Return every record exactly as written.

-- -- --

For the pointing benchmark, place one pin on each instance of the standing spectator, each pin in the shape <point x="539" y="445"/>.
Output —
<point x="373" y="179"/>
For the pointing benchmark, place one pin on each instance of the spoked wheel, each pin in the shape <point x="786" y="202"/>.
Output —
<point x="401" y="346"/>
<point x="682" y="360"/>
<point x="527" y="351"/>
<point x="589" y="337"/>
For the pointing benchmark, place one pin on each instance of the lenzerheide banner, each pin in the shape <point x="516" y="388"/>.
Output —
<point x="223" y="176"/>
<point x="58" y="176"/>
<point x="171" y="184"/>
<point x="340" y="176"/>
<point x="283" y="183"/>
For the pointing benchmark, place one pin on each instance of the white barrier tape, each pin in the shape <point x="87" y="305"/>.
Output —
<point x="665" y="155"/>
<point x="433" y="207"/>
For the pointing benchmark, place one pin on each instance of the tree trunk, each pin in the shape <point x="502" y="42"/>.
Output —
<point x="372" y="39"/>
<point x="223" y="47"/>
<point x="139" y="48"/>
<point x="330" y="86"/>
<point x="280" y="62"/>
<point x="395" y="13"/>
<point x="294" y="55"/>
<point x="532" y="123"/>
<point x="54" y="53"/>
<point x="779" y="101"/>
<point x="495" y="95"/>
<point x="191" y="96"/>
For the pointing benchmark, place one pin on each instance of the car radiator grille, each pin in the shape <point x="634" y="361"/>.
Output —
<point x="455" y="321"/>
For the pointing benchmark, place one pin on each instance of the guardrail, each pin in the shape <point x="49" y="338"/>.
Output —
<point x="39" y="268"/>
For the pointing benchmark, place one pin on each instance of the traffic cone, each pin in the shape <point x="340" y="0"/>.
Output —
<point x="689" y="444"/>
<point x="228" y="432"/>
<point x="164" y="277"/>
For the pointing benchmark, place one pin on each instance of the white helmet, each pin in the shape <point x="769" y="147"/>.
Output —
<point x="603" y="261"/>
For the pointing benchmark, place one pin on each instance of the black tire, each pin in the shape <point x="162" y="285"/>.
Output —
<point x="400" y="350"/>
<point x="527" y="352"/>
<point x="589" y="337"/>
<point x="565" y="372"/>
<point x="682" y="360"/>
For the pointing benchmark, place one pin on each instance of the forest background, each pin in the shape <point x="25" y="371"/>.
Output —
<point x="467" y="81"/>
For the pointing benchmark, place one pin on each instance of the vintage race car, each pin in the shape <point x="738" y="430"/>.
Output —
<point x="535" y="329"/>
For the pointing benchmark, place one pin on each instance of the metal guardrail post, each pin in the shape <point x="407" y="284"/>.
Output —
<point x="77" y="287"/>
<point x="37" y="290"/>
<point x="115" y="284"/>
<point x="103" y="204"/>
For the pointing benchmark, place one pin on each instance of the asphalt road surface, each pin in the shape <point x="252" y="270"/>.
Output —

-- -- --

* [RESPONSE TO THE EXERCISE]
For the pointing benchmark, place one pin on each instance of the standing spectator, each pin in the shape <point x="539" y="445"/>.
Output —
<point x="373" y="179"/>
For the pointing benchmark, place one pin on each instance of the spoked wheel, each pin in the shape <point x="786" y="202"/>.
Output —
<point x="401" y="346"/>
<point x="682" y="360"/>
<point x="527" y="351"/>
<point x="589" y="337"/>
For the pointing benchmark, place one pin on each instance of the lenzerheide banner, each pin in the shape <point x="516" y="388"/>.
Output —
<point x="223" y="176"/>
<point x="58" y="176"/>
<point x="171" y="184"/>
<point x="340" y="176"/>
<point x="283" y="183"/>
For the pointing benchmark, place one pin on each instance of the white barrier tape, each pin in the shape <point x="87" y="305"/>.
Output —
<point x="665" y="155"/>
<point x="433" y="207"/>
For the pointing benchmark, place one pin on each instance of the tree trunk, each pin in the shape <point x="502" y="42"/>.
Output —
<point x="372" y="39"/>
<point x="223" y="47"/>
<point x="139" y="48"/>
<point x="330" y="86"/>
<point x="280" y="62"/>
<point x="395" y="13"/>
<point x="294" y="55"/>
<point x="532" y="123"/>
<point x="54" y="53"/>
<point x="779" y="101"/>
<point x="495" y="95"/>
<point x="191" y="96"/>
For the pointing benchmark, place one pin on each instance of the car radiator grille, each pin in the shape <point x="634" y="361"/>.
Output —
<point x="455" y="321"/>
For the pointing benchmark, place one pin on each instance of the guardrail, each pin in the shape <point x="49" y="338"/>.
Output —
<point x="39" y="268"/>
For the pointing benchmark, place one pin on each instance of the traffic cone, each pin in the shape <point x="340" y="0"/>.
Output —
<point x="689" y="444"/>
<point x="228" y="432"/>
<point x="164" y="277"/>
For the pointing benchmark, place one pin on each instance of the white helmet, each pin in the shape <point x="769" y="147"/>.
Output —
<point x="603" y="261"/>
For the pointing benchmark, place one pin on each instance of the black tire, each pin in the shape <point x="162" y="285"/>.
Output —
<point x="400" y="350"/>
<point x="527" y="352"/>
<point x="589" y="337"/>
<point x="565" y="372"/>
<point x="682" y="360"/>
For the pointing benchmark, place one pin on each instance of the forest background, each pin in the shape <point x="25" y="371"/>.
Output —
<point x="467" y="81"/>
For the pointing benchmark, place one pin on each instance of the vintage race car, each pin in the shape <point x="738" y="430"/>.
Output —
<point x="535" y="329"/>
For the pointing benchmark, place one pin on each instance of the metal guardrail post, each pin in the shape <point x="407" y="284"/>.
Output —
<point x="77" y="287"/>
<point x="37" y="290"/>
<point x="115" y="284"/>
<point x="103" y="204"/>
For the pointing benchmark, place one pin on each instance of the asphalt road surface, each pin in the shape <point x="252" y="270"/>.
Output —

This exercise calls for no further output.